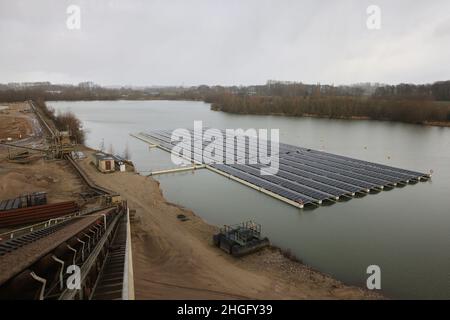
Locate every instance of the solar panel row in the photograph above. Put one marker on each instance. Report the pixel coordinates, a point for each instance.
(304, 176)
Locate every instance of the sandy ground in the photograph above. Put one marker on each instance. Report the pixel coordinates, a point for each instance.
(177, 260)
(171, 259)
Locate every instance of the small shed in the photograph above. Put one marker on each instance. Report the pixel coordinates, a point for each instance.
(105, 163)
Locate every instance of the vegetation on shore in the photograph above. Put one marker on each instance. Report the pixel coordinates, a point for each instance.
(421, 104)
(401, 110)
(64, 121)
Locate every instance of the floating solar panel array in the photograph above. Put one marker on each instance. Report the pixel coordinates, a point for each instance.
(304, 177)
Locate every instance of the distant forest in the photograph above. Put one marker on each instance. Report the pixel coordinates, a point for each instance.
(411, 103)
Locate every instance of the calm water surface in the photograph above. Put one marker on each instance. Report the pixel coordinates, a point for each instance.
(405, 231)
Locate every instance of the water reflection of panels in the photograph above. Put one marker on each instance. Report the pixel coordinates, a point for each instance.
(304, 176)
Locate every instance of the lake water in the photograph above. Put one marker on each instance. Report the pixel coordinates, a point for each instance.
(405, 231)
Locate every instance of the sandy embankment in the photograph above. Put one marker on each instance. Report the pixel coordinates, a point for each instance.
(177, 260)
(174, 259)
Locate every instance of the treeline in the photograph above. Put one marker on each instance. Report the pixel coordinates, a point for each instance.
(402, 110)
(65, 121)
(439, 91)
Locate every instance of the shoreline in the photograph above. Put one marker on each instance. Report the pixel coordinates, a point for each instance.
(174, 259)
(177, 260)
(424, 124)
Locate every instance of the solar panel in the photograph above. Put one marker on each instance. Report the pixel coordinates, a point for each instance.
(304, 176)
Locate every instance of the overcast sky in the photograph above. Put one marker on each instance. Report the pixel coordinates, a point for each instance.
(190, 42)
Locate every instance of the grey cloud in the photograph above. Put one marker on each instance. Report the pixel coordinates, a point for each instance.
(223, 42)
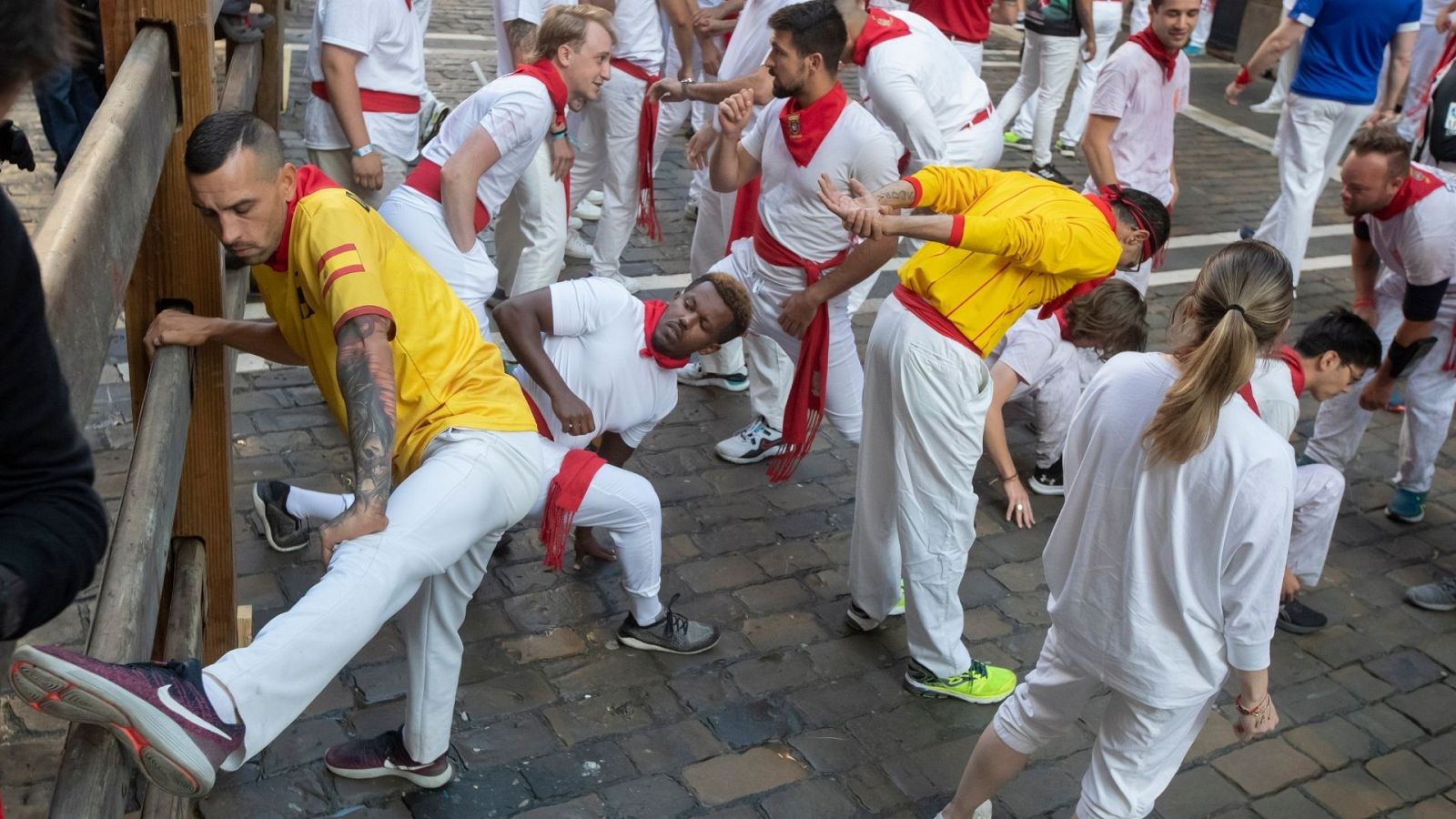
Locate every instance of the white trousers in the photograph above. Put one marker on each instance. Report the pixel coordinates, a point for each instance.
(1312, 137)
(339, 165)
(769, 286)
(1318, 490)
(443, 522)
(531, 232)
(608, 160)
(421, 222)
(915, 511)
(1046, 69)
(1139, 748)
(1107, 22)
(1431, 395)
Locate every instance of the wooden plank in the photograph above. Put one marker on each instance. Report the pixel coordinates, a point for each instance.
(92, 777)
(89, 239)
(181, 261)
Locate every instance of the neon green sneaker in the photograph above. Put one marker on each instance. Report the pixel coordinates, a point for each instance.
(979, 683)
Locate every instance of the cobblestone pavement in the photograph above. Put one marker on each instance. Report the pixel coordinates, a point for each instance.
(793, 716)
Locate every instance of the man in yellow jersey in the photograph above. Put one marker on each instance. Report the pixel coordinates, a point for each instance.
(999, 245)
(446, 457)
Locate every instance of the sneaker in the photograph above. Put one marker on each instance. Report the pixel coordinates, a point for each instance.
(632, 285)
(587, 210)
(1298, 618)
(1048, 172)
(750, 445)
(286, 532)
(1439, 596)
(1012, 140)
(695, 375)
(577, 247)
(385, 755)
(673, 634)
(1405, 506)
(1047, 480)
(979, 683)
(159, 713)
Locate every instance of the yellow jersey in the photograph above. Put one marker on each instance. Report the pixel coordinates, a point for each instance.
(339, 259)
(1023, 244)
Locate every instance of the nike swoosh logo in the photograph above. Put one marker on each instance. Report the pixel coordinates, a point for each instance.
(165, 697)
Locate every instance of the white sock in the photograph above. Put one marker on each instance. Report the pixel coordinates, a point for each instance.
(220, 700)
(317, 506)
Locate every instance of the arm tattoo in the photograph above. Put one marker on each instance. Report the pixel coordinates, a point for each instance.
(366, 372)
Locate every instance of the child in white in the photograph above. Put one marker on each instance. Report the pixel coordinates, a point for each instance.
(1164, 566)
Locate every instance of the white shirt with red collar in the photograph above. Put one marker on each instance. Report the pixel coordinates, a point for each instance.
(392, 60)
(597, 334)
(916, 82)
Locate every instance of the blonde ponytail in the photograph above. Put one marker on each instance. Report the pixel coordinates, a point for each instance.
(1239, 305)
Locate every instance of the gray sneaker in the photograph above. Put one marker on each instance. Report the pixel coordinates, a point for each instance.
(673, 634)
(1439, 596)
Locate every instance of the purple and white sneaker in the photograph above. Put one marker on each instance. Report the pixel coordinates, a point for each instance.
(157, 712)
(385, 755)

━━━━━━━━━━━━━━━━

**REQUIREMENT**:
In this exercise, set down all of the data exactly, without the pictures.

**EXERCISE ANSWER**:
Locate every instance of the solar panel row in the photograph above. Put one marker on each instance. Report the pixel coordinates, a point for each instance.
(304, 176)
Locate every instance of the sandy ground in the photograph above. Put one marker on each instance. Report the pixel coordinates, a point for each instance.
(177, 260)
(171, 259)
Locate every instance of the small shed in the photograph above. Put one marker on each instance. Report the pixel coordinates, a point for each instance.
(105, 163)
Locate every instance of the vegetation on shore in the photograph above. Put one marker on each instance. Report the pixel coordinates, a point for each instance.
(421, 104)
(401, 110)
(64, 121)
Locate every instance of the floating solar panel array in the photograph above. Put one marker on each instance. Report the pixel coordinates, a point for each instance.
(304, 177)
Locate every instance of the distant forest in the photograph above. Put one marker on each instance. Report the pixel coordinates, a point for each instance.
(411, 103)
Locate every instance of the calm water surface in the photograph above. Put one marker on each instance. Report the pixel coordinates, a point for each instance.
(405, 231)
Locate every instance of the water reflection of panels in the photograph above. Put one marker on each instance. Report the pixel coordinates, a point for each instance.
(304, 176)
Locate every instance of the lake water in the photograph above. Put one marker on each instance. Report the pixel coordinates, a point for each instance.
(405, 231)
Locate every instance of the sandy embankment in the photograph above. Put one marker on each instance. Report the pixel coordinates, a point for each instance.
(177, 260)
(174, 259)
Locate every instance of the treeline in the photograph above. Put one marker on each instance. Report the pixel coordinates, a point for each instance.
(402, 110)
(65, 121)
(439, 91)
Locate every instance of the shoreline in the photograph above. Put one marker on each instance. Report the pixel coordinates, a point for each instance.
(174, 259)
(177, 260)
(424, 124)
Locate every instance of the solar panel in the photograph above. Put one marker on each instance. Report the pixel coordinates, a point for each instance.
(304, 176)
Locate every instance of the overcast sky in the photograph above. Put one marker on each instance. Report the pixel coordinates, a point for each instance.
(190, 42)
Locate every instance of the grey cloud in the photograph above. Put one marker on each instance. Report the pixel coordinates, a point for each instance.
(223, 42)
Locate every instance of the white trousers in the photograph above. Put one marker on each instance. Report the pixel coordinates, a point for each instance.
(1312, 137)
(339, 165)
(769, 286)
(1318, 490)
(443, 522)
(531, 232)
(608, 160)
(421, 222)
(915, 511)
(1046, 69)
(1139, 748)
(1107, 22)
(1431, 395)
Locate every instance of the wooden plank in the photograph above. Put one marker on each instance. Report the pixel coordinates, a point for each instance.
(92, 777)
(89, 239)
(181, 261)
Locate every instance of the neon green sneaker in the photograph above. Put one marker on each instance. Report the pixel coordinates, a point for each instance.
(979, 683)
Locate every instance of the cobblestone pavement in the photograph above. Put one marker on each instance. Report the pixel coordinates, a point for each instance.
(793, 716)
Locate every instance of the man in yellow jersey in the photograph above. Put one marker on each instance. Report the pixel coordinates, a point for each instance.
(999, 245)
(446, 457)
Locate every instance of the sneaker in the photograph above. Put one marker on each instance. Report the pixel coordinates, a point for each instance.
(632, 285)
(587, 210)
(1298, 618)
(1048, 172)
(750, 445)
(286, 532)
(1439, 596)
(1012, 140)
(695, 375)
(577, 247)
(385, 755)
(673, 634)
(1405, 506)
(1047, 480)
(979, 683)
(159, 713)
Locate every instance of the yellow jersey in the photograph above. Put one marker on each instance. Report the pixel coordinates, a point for each instance.
(339, 259)
(1023, 244)
Locate every instance of the nike swoosh logo in the photograph above. Put one marker on each instance. Report the pixel coordinates, a point for each instance.
(165, 697)
Locate every instance of the white sock in the photograph above. Put one marker on each instance. Report the pixel coordinates, a point for each instance.
(220, 700)
(317, 506)
Locate every instance of the arm tattoo in the photograph above. Put one marker on each instance. Report the pixel coordinates, a point for each instance.
(366, 372)
Locate every instance of the child in white in the photograph above. Put one marker on each instance. Report the pixel coordinates, a point for each instance.
(1164, 566)
Locate every instance of the white shirt with red collar in the photograph above. Put one marker on each instance. Report the pixel coordinates, a point for each instance.
(392, 60)
(597, 334)
(916, 82)
Locate every instance of the blonde ponytail in the photograph above. Put one marker on each instance. Report the pixel coordinates, a point for each instance.
(1239, 305)
Locate every instance of the gray sneaker in the photograph above. Put one marker on each instance. Report the pixel coordinates, a point for each instance.
(673, 634)
(1439, 596)
Locate every instance of the purple and white sneaker in the photograph above. Put one marker on each instance. Report the pixel coordinates, a point for each instance.
(157, 712)
(385, 755)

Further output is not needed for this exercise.